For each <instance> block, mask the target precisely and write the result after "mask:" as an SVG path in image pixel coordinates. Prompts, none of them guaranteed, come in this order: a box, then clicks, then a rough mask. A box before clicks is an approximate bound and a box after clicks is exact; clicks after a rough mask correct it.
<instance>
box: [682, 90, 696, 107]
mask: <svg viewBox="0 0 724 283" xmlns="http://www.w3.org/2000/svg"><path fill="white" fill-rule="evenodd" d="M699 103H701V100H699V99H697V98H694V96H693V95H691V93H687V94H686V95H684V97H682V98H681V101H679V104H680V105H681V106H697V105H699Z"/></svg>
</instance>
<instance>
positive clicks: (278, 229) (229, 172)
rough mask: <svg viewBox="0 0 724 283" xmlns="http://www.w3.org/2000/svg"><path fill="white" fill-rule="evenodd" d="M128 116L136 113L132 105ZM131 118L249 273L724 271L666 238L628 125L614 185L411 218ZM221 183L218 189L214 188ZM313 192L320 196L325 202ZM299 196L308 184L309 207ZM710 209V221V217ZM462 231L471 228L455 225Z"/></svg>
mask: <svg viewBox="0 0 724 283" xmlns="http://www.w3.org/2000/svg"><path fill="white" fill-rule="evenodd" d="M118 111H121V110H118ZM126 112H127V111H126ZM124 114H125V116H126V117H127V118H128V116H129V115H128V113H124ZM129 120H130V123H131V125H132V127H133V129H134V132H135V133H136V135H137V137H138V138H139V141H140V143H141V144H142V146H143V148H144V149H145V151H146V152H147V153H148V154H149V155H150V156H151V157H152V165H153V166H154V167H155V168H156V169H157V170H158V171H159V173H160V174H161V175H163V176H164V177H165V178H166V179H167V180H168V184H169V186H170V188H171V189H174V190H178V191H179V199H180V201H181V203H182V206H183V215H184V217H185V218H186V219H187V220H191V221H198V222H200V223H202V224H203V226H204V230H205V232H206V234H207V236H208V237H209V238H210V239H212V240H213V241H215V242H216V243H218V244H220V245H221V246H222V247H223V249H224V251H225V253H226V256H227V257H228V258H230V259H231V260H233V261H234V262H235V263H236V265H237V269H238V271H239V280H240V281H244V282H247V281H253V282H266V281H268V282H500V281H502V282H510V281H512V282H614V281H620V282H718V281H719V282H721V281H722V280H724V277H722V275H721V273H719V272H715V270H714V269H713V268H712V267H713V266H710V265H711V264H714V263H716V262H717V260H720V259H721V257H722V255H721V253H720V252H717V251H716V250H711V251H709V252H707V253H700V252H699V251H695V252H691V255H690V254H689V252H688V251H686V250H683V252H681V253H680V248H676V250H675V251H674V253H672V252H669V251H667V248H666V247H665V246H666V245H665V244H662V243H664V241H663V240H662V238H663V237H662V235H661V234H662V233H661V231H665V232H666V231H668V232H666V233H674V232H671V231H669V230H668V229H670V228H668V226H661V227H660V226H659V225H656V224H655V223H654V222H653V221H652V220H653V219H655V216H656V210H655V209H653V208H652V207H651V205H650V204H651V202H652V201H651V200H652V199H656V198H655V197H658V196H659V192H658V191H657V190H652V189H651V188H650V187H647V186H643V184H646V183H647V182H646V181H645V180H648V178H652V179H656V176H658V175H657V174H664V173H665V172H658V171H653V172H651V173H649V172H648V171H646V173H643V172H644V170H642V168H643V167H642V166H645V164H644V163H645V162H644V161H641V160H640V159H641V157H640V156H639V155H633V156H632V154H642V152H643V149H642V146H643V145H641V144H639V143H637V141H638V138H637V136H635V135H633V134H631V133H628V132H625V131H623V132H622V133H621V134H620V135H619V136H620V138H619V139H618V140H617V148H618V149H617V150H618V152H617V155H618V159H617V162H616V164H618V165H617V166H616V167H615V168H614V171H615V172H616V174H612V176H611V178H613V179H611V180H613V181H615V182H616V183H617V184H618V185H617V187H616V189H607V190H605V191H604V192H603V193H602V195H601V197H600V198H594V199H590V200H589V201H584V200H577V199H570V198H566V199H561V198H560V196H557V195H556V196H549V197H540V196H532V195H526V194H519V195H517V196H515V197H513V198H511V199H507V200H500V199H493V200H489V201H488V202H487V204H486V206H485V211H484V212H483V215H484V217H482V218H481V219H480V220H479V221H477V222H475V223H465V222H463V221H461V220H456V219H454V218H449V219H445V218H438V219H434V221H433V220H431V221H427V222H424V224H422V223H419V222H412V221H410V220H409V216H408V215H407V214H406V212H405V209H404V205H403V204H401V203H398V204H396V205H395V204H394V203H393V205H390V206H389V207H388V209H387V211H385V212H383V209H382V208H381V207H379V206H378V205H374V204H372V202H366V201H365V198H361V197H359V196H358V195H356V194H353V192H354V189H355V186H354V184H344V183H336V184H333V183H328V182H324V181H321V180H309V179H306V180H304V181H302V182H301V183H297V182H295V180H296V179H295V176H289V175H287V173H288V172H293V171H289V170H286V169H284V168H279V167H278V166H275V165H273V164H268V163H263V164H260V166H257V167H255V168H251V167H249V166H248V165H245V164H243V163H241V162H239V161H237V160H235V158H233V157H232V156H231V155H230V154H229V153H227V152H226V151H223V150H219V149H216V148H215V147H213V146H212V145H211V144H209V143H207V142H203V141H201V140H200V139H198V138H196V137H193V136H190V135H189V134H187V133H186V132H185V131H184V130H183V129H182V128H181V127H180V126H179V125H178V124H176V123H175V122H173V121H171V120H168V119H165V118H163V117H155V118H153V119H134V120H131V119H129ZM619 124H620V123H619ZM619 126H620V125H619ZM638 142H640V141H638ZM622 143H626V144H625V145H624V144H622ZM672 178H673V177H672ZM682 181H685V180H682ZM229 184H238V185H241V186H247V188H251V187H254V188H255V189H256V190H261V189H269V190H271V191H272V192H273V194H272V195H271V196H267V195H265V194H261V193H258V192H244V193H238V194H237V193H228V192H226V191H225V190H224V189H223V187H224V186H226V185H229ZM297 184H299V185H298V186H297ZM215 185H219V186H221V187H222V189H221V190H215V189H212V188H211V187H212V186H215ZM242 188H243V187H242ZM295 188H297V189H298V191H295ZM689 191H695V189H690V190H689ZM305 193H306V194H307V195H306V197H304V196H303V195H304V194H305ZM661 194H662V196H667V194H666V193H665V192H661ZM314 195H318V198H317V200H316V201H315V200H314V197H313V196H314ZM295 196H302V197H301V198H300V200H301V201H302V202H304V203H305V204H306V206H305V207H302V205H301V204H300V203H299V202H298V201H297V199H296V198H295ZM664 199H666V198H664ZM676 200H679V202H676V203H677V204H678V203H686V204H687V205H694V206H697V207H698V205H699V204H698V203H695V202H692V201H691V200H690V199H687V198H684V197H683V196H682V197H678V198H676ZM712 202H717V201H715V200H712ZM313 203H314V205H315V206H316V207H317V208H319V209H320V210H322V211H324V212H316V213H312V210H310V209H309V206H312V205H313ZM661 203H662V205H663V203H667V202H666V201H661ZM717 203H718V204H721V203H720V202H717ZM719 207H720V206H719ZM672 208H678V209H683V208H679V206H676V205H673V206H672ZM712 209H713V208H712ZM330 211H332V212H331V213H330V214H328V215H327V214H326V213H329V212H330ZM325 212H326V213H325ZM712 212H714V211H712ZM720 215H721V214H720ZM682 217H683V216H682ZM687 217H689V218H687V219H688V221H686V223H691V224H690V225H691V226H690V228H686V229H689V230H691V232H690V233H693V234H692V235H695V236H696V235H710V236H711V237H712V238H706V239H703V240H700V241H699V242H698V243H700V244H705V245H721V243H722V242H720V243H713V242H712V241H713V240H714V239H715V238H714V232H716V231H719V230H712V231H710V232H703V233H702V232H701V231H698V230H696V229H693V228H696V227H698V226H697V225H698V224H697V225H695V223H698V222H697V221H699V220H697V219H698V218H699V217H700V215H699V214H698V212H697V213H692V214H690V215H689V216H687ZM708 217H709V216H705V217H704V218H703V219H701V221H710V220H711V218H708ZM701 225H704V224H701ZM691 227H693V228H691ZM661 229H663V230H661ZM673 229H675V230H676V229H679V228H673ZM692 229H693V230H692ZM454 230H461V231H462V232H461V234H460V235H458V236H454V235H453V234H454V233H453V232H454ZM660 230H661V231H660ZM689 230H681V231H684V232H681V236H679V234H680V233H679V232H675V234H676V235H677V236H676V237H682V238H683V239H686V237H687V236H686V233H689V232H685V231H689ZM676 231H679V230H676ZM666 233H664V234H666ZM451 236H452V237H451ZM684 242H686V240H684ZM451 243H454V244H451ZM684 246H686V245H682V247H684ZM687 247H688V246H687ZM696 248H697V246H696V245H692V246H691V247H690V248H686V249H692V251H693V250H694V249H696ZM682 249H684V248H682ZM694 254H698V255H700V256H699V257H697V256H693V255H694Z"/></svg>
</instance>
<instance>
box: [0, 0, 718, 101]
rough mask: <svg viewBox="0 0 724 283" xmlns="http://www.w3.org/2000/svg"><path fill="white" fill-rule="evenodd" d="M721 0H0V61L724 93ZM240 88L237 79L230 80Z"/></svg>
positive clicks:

# TASK REQUIREMENTS
Revise the material from its beginning up to and including the line containing "box: [682, 90, 696, 107]", substituting "accurately" for "precisely" and leaving all other text unchanged.

# TASK RESULT
For each <instance> block, mask the target accurately and write the result after "mask:" as an SVG path in image pixel coordinates. Prompts, none of them guaranteed, come in this order: a box, then clicks, then a rough mask. A box before clicks is an approximate bound and a box after clicks is exact; clicks after a rough mask correct it.
<instance>
box: [682, 90, 696, 107]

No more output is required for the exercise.